TASK TO CARRY OUT — Restate every entry word for word.

· · · · ·

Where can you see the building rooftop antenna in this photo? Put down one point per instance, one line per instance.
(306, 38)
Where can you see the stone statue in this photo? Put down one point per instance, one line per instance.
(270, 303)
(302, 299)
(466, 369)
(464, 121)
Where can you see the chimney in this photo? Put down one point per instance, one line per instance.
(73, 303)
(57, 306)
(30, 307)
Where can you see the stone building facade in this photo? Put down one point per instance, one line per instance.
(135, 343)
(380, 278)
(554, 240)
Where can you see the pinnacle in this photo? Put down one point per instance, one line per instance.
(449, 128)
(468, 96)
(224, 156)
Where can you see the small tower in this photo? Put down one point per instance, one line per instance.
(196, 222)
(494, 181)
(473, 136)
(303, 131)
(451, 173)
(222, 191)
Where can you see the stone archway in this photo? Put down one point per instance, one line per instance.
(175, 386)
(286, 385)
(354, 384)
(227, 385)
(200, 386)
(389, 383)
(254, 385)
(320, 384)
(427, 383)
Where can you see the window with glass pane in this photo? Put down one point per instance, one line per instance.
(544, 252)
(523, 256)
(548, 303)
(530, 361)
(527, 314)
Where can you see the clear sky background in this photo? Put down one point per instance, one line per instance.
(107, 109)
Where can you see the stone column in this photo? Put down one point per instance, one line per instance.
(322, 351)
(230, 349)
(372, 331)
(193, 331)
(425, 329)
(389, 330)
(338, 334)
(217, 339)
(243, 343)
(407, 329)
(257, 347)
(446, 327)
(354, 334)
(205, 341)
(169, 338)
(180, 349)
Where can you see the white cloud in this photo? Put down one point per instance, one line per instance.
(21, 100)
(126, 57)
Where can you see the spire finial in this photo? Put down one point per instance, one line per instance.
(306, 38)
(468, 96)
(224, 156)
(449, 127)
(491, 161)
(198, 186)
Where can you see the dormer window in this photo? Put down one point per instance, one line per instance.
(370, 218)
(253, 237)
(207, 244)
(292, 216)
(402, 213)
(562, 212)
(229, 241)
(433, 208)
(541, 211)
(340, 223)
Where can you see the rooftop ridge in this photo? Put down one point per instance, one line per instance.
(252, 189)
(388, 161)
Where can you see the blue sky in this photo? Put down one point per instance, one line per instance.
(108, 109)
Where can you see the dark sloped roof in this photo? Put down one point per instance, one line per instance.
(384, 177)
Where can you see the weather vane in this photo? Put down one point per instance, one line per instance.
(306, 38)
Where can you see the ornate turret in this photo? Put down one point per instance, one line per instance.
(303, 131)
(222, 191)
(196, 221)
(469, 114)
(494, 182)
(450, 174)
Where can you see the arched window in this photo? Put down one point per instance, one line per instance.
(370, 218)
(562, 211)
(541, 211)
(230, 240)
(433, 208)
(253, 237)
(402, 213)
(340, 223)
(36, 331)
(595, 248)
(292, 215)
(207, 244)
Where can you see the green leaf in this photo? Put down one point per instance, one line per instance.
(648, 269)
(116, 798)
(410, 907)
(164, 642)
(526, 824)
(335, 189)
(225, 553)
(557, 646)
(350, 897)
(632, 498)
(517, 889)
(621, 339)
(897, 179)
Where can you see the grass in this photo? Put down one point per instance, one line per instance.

· · · · ·

FINAL RESULT —
Where can you see the building rooftop antenna in this photo? Put down one point per instance, one line per instance.
(306, 38)
Where can you see the stone statue in this photo? Put down one point per instance, one line per instance.
(270, 303)
(302, 299)
(466, 369)
(464, 121)
Where can you see the chimney in this photo? Put down one point per instance, one line per instance.
(73, 303)
(57, 306)
(30, 307)
Where can you see the stone building facade in this photo? Put down one point per instance, one line per instance.
(135, 343)
(380, 278)
(554, 240)
Where can you see the pinnacle in this photo? Put down one point per instance, one line per instance.
(449, 128)
(468, 96)
(224, 156)
Where can you see the small tower in this photo? Put down one point per instance, one line per instance.
(196, 222)
(494, 181)
(473, 136)
(303, 131)
(451, 173)
(222, 191)
Where can you see the stone archway in this photo? Put down one point per instance, one line per instance.
(175, 386)
(286, 385)
(354, 384)
(227, 385)
(200, 386)
(389, 383)
(254, 385)
(320, 384)
(427, 383)
Where can you see the window with glass pane in this photo? Put down one point per instance, one line per instance.
(544, 252)
(523, 256)
(548, 303)
(530, 361)
(527, 314)
Where can you see the clear sky background in this photo? Put down one point per instance, one line per instance.
(107, 109)
Where can you see the stone column in this photo? Put down one point per instance, one line per instance.
(322, 351)
(230, 349)
(372, 331)
(193, 331)
(425, 329)
(389, 330)
(338, 334)
(217, 339)
(243, 343)
(407, 329)
(257, 347)
(446, 327)
(354, 334)
(205, 341)
(169, 338)
(180, 349)
Where can you see the white cloud in this photo? Put down one point per instance, one line per instance.
(21, 100)
(126, 57)
Where can you see the spire finial in this photo? Put down one point per instance, one line per instance.
(306, 38)
(468, 96)
(224, 156)
(449, 127)
(491, 161)
(198, 186)
Where can you see the dormer window in this photo? Put down one point per instance, one line per instance.
(370, 218)
(253, 237)
(207, 244)
(292, 216)
(402, 213)
(562, 212)
(229, 241)
(433, 208)
(541, 211)
(340, 223)
Where can you see the rooftop ridge in this photo? Put down one point per instance, one line per instance.
(252, 189)
(388, 161)
Where can you see the blue sky in this photo? Put down one point per instance, one line per instance.
(108, 109)
Where can you see the dark sloped roof in this photo? Put down one point per instance, one line per instance.
(384, 177)
Where can you see the weather vane in this photo? Put down one point per instance, one line per instance.
(306, 38)
Where can you see the ornate turret in this photo? Put down one point per instance, one line per instance.
(303, 131)
(222, 191)
(196, 221)
(469, 114)
(494, 182)
(450, 174)
Where can you see the arched window in this photo? Put down one point per instance, one line per instance.
(370, 218)
(562, 211)
(541, 211)
(230, 240)
(433, 208)
(253, 237)
(402, 213)
(340, 223)
(36, 331)
(595, 248)
(292, 215)
(207, 244)
Where can you see the green leaf in this photo? Put down one point per instance, one line per instance.
(648, 269)
(116, 798)
(410, 907)
(164, 642)
(526, 824)
(335, 189)
(225, 553)
(557, 646)
(350, 897)
(632, 498)
(517, 889)
(621, 339)
(897, 179)
Where can you see the grass in this photo? Put down one point per instance, one line per instance.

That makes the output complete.